▶ PROMPT 1
Check the statements (a), (b), and (c) below against the article on Mayo Clinic and AI in revenue cycle work. Answer yes or no for each, and quote the words from the article that decide it. (a) Todd Manion made his remarks at the HFMA annual conference. (b) A coder may bill for pneumonia on the strength of the treatments and medications the patient received. (c) Manion considers full automation of revenue cycle work realistic.
▶ PROMPT 2
Pick up the article on Mayo Clinic's use of AI in revenue cycle work after its last sentence and keep writing.

▶ EXTRACT PROVIDED
--------------------------------------------------

Our Take
The real constraint isn't AI capability—it's that medical coding requires physician intent, not just clinical facts, and that boundary won't move with better models.
Why it matters
Healthcare revenue cycle startups pitch full automation as inevitable. Mayo Clinic's Todd Manion, leading operations at one of the largest integrated health systems, is publicly drawing a line. That matters because Mayo has both the scale and the leverage to push back against vendor claims.
Do this week
Revenue cycle leaders: map your workflows by constraint (clinical ambiguity vs. repetitive admin), then tell your AI vendor which bucket your problem lives in before signing.
Mayo Clinic deploys AI, but only in narrow lanes
Todd Manion, revenue cycle chair at Mayo Clinic, told attendees at the HFMA annual conference this month that while AI is proving useful in his operation, full automation of healthcare revenue cycle work is unrealistic. The reason: clinical documentation doesn't compress into the structured data that automated systems require.
Manion described a concrete example. A physician documents a patient's condition as "pulmonary infiltrate" rather than "pneumonia," even though the patient received all treatments and medications for pneumonia. A coder cannot bill based on clinical evidence alone. Only an explicit diagnosis from a clinician, entered in a specific part of the medical record, appears on a claim. "Unless that diagnosis is in a specific place, we can't apply it to the claim without then going back to the provider and querying," Manion said.

--------------------------------------------------

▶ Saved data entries
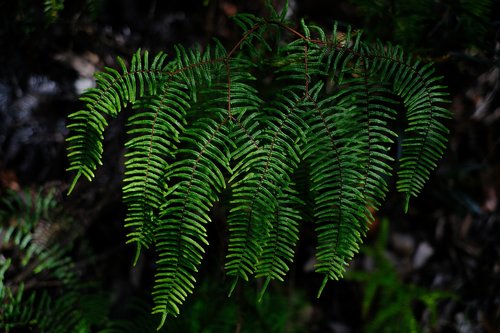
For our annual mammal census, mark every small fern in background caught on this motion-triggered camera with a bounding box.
[0,191,108,333]
[350,0,494,56]
[67,1,450,326]
[346,219,455,333]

--------------------------------------------------

▶ YOUR RESPONSE 1
(a) Yes: "told attendees at the HFMA annual conference this month"
(b) No: "A coder cannot bill based on clinical evidence alone."
(c) No: "full automation of healthcare revenue cycle work is unrealistic"

▶ YOUR RESPONSE 2
At Mayo, AI is already in use—but only in repetitive, low-judgment work. The system checks claim statuses with payers, flags outstanding remits, and follows up on payments exceeding contractual timelines. Tasks that once required staff to hold on the phone with payers now run automatically. "I don't need people waiting on hold to figure out where a claim's status is with the payer," Manion noted. Those freed staff members move to work requiring actual judgment.
The startup pitch doesn't account for billing's legal structure
Much of the AI-in-healthcare-revenue-cycle narrative assumes the problem is execution speed: claims follow rules, payers follow guidelines, most work is repetitive. That framing is incomplete. It misses that medical billing is legally constrained by what a physician explicitly documented, not what the clinical record contains.
Manion's framing resets the conversation. His goal is "to accurately reflect the care that was actually delivered." That's not a technology problem. It's a governance and documentation problem. Better algorithms won't close the gap between what physicians observe and what they document in the right format at the right time.
This distinction matters because Mayo Clinic has both the data maturity and the operational sophistication to use AI where it fits. If Manion is skeptical of full automation, it's not because Mayo lacks AI capability or courage. It's because he understands the actual constraint.
Separate automation from judgment-lifting
If you're evaluating AI for revenue cycle, stop asking "What can we fully automate?" Start asking: "Where is our bottleneck a human waiting instead of deciding?" Mayo's playbook targets phone holds, status tracking, and payment lag follow-ups. Those are high-volume, low-variance workflows. Claim denials tied to coding ambiguity are not.
Manion's second point matters equally: automation should elevate your people toward complex work, not eliminate headcount. That framing tends to meet less resistance from teams and unions, but more importantly, it's honest about where human judgment still creates value.